A explicação acompanha uma exigência: se os povos indígenas estão entre os mais afetados pela mudança do clima, devem ter lugar nas mesas onde se tomam decisões.

Samela no Acampamento Terra Livre, em Brasília - Carl de Souza/AFP

Como uma das representantes da iniciativa Uma Concertação pela Amazônia, que reúne membros de diversos setores da sociedade para repensar o desenvolvimento da região, Samela foi a Estocolmo, na Suécia, na última semana, para levar uma visão indígena aos debates que celebram os 50 anos da primeira conferência ambiental da ONU.

À Folha, a manauense conta sobre a busca de representação indígena, responde a visões preconceituosas e avalia os desafios para o protagonismo jovem e feminino, dentro e fora das aldeias. "Só as mulheres que estão fora do território têm vez e voz."

Qual mensagem você buscou levar à conferência Estocolmo+50? A gente busca levar uma visão decolonial do que é desenvolvimento, que é a proposta do envolvimento. A gente quer o envolvimento dos povos indígenas em tudo que tange nosso bioma. Se grandes empresas e investidores querem ter algum trabalho aqui na Amazônia, a gente quer ser consultado, quer estar nos espaços de tomada de decisão.

(Exemplos de rotulagem de pontos)
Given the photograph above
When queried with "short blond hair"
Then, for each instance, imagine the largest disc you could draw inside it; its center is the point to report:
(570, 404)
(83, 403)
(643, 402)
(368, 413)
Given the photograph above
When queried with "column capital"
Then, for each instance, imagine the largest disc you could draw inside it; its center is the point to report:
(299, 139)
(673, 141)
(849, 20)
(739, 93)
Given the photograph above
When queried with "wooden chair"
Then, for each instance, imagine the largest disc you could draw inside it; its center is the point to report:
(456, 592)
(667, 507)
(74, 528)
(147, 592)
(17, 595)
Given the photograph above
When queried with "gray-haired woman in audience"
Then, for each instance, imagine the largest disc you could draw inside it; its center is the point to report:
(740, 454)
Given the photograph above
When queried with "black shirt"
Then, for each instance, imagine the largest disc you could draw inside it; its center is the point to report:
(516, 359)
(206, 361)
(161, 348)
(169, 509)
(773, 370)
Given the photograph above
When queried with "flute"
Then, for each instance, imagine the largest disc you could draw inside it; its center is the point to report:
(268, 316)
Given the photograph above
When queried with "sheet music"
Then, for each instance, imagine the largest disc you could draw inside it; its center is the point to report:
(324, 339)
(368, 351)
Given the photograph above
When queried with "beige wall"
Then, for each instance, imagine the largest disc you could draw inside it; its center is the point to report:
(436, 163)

...

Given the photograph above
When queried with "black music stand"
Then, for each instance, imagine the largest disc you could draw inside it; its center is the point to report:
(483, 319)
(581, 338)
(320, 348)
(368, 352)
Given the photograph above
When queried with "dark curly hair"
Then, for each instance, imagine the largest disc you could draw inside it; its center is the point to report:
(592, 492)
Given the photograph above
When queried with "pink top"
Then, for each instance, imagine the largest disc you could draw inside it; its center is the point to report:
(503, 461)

_Desafio_. Reescreva o trecho da entrevista entre "À Folha, a manauense" e "tomada de decisão.", inclusive, trocando "manauense" por "ativista".

_A resposta_.
À Folha, a ativista conta sobre a busca de representação indígena, responde a visões preconceituosas e avalia os desafios para o protagonismo jovem e feminino, dentro e fora das aldeias. "Só as mulheres que estão fora do território têm vez e voz."

Qual mensagem você buscou levar à conferência Estocolmo+50? A gente busca levar uma visão decolonial do que é desenvolvimento, que é a proposta do envolvimento. A gente quer o envolvimento dos povos indígenas em tudo que tange nosso bioma. Se grandes empresas e investidores querem ter algum trabalho aqui na Amazônia, a gente quer ser consultado, quer estar nos espaços de tomada de decisão.